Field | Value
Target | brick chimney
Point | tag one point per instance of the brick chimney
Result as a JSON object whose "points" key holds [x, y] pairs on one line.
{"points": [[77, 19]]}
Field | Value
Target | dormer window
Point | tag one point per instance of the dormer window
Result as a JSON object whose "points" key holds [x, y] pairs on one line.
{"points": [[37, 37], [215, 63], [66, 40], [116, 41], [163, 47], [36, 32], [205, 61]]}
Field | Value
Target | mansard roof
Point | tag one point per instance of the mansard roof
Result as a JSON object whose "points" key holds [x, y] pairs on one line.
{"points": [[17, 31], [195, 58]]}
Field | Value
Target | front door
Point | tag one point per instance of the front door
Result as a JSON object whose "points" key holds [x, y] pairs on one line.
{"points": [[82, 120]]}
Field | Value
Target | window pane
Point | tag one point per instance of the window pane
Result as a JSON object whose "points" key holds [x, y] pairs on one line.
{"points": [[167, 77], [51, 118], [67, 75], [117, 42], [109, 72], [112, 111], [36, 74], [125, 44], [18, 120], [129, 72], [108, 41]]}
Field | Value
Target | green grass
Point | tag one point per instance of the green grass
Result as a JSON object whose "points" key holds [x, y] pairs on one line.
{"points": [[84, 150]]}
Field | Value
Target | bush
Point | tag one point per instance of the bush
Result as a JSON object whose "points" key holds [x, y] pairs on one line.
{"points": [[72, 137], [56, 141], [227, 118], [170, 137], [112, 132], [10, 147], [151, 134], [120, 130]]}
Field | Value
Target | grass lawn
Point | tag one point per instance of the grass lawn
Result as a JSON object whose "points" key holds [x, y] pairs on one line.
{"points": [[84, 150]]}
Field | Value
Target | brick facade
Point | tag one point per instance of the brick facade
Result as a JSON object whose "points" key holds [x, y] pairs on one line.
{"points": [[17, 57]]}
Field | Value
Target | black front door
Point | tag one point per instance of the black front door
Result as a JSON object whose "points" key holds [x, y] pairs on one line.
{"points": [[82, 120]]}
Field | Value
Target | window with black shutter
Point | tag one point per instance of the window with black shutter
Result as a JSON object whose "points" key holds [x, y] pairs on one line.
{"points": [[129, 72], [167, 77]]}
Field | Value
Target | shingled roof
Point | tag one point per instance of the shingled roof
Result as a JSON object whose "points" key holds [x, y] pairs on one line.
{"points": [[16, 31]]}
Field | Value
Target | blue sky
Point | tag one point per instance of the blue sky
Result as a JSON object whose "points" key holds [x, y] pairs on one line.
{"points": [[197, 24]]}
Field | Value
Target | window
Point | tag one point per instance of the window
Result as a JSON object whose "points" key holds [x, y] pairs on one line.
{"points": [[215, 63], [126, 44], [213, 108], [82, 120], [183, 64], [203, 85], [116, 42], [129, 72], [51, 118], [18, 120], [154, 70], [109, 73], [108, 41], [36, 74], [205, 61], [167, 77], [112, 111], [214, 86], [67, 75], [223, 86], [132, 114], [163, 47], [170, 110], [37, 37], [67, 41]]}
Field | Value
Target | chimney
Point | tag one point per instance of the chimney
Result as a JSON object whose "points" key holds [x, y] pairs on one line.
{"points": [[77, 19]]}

--

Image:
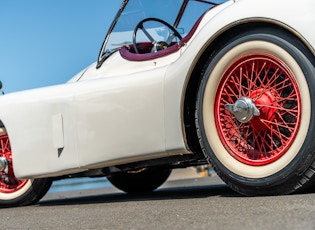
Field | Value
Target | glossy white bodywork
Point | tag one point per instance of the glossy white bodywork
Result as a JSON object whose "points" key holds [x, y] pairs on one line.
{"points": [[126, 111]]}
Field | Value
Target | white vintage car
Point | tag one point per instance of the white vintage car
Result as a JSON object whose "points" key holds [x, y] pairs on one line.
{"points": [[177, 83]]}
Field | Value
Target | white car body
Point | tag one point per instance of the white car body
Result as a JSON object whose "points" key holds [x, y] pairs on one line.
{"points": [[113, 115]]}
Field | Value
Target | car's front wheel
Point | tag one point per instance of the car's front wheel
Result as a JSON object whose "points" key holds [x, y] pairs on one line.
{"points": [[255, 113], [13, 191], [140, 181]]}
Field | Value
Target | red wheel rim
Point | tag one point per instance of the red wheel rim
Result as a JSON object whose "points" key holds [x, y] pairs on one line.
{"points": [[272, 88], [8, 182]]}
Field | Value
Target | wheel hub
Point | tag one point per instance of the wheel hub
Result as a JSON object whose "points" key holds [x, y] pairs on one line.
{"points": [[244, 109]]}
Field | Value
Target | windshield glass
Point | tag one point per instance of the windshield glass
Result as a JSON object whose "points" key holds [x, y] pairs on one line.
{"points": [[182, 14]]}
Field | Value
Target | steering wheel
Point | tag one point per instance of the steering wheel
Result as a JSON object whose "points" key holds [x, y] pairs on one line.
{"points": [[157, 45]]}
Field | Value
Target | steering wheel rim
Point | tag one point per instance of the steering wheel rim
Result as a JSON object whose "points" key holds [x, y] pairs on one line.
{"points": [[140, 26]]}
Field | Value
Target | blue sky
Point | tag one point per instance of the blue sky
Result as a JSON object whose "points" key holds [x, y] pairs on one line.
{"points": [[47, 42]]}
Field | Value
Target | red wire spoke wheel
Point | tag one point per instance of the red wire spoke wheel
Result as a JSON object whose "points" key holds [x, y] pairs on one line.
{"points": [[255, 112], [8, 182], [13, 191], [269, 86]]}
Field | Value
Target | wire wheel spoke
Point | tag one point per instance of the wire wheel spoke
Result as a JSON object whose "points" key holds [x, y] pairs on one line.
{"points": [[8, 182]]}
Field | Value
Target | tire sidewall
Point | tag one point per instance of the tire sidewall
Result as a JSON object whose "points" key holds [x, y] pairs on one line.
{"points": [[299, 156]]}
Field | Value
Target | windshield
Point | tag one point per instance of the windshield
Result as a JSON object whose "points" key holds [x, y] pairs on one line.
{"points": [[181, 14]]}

> _Brief_: Return only the number of lines above that include the word "glass".

> _Answer box_: 2